# PAGE EXTRACT start

# Using Regular Bug Spray On Horses?



## whitetrashwarmblood (Aug 24, 2008)

Some people have told me that using regular bug spray, like Off!, on their horses works better then fly spray. Is that even safe?


----------



## toosleepy (Jan 14, 2009)

I use the Yard guard fogger all the time on mine. I would try a small area to make sure your horse doesn't react to it. At horse shows i find a mixture of yard guard and regular fly spray works the best as there are such super bugs out there that are immune to it all it seems,l ol


----------



## NorthernMama (Mar 12, 2008)

I wouldn't use it because the horse might ingest some of it when scratching himself with his teeth or when another horse grooms, etc. etc. Just doesn't seem like a good idea to me. I use vinegar, dish soap and water. Doesn't last as long though I'm sure.


----------



## ajegberg (Apr 16, 2008)

We trail ride in some very thickly populated mosquito areas during the summer. Even with coating the horses in their normal fly spray beforehand, we always carry towels soaked in fly spray as well as a bottle of Off. Some of the horses are pretty sensitive to mosquitos and we have to wipe them down in the middle of the ride. When all else fails, we pull out the Off!


----------



## PoptartShop (Jul 25, 2010)

I've never used Off! or any bug spray for humans on a horse before...I personally wouldn't risk it (for example, what if they ingest it?), so I just use fly spray/bug spray for horses.  Like UltraSheild, it works really well.


----------



## LauraB (Nov 11, 2008)

I had a horse that was very alleric to insects. We had him a the vet school at Michigan State University for allergy testing and the supervising vet there told me to use Off or barn fogger. He said just avoid the Deep Woods Off as it has more DEET which isn't that great for horses. That was at one of the top vet schools in the country. I use regular spray at home for daily use but at the shows I use the more potent spray as the flies at fairgrounds seem desensitized to regular fly spray.


----------

# PAGE EXTRACT end

■ EXERCISES TO COMPLETE:
a: Reproduce the stretch of the horse bug spray thread from "## PoptartShop (Jul" through "works really well.", word for word.
b: In the stored entries, add 143 to every bounding-box coordinate in the stretch from the line containing "Task grounding request — locate the dark" through the end of the entries. Write out every line of that stretch, including the lines with no coordinates, and leave everything else unchanged.

# RECORD LIST start

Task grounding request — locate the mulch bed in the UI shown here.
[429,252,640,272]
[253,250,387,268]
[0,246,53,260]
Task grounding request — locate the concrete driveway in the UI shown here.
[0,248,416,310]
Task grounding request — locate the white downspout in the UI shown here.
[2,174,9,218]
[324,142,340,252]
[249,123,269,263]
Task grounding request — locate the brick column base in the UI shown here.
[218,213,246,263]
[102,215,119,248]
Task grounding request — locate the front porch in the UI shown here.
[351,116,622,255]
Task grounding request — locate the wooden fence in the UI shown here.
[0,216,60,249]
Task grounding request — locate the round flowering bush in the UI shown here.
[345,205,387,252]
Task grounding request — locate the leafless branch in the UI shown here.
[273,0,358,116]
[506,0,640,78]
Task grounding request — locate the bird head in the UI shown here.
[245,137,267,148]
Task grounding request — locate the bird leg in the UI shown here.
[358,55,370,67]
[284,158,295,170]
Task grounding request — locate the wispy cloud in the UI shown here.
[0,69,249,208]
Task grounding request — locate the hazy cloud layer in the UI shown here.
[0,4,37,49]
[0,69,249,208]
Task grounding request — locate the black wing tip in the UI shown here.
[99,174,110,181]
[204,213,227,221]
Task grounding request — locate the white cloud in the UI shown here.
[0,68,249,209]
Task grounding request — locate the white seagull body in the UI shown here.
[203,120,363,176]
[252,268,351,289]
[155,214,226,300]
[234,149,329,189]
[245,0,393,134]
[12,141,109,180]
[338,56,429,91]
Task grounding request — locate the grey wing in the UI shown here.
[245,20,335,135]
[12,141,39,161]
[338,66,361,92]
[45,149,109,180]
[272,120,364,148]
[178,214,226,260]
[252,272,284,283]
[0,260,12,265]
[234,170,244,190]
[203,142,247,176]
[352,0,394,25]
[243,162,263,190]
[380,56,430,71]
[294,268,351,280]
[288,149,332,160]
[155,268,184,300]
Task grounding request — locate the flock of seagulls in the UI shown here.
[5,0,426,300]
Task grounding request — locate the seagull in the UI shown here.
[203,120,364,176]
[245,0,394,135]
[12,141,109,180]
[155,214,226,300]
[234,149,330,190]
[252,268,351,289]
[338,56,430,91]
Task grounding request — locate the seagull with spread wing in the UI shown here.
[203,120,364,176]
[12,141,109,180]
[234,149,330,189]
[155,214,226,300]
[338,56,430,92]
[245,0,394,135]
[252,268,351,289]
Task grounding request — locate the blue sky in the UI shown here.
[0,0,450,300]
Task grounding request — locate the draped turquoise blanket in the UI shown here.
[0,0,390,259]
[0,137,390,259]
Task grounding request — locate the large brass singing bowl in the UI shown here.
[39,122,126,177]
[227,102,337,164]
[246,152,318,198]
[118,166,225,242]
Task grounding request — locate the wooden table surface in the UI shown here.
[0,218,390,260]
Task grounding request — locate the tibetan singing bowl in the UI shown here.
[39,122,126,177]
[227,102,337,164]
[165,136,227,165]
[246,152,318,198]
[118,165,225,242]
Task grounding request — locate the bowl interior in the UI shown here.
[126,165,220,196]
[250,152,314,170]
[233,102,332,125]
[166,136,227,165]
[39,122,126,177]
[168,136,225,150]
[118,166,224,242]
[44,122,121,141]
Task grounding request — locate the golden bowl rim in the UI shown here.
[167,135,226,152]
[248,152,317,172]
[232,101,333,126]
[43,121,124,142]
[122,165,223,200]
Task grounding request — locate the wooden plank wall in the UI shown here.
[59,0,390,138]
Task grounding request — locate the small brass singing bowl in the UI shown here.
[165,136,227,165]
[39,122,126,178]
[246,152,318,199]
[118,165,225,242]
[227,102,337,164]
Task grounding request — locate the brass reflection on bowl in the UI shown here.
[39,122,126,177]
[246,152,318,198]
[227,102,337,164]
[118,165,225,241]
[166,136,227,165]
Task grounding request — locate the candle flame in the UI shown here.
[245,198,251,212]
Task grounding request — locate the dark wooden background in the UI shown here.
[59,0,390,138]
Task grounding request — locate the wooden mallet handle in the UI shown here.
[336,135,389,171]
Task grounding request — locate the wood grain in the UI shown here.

# RECORD LIST end

■ THE ANSWERS:
a:
## PoptartShop (Jul 25, 2010)

I've never used Off! or any bug spray for humans on a horse before...I personally wouldn't risk it (for example, what if they ingest it?), so I just use fly spray/bug spray for horses.  Like UltraSheild, it works really well.

b:
Task grounding request — locate the dark wooden background in the UI shown here.
[202,143,533,281]
Task grounding request — locate the wooden mallet handle in the UI shown here.
[479,278,532,314]
Task grounding request — locate the wood grain in the UI shown here.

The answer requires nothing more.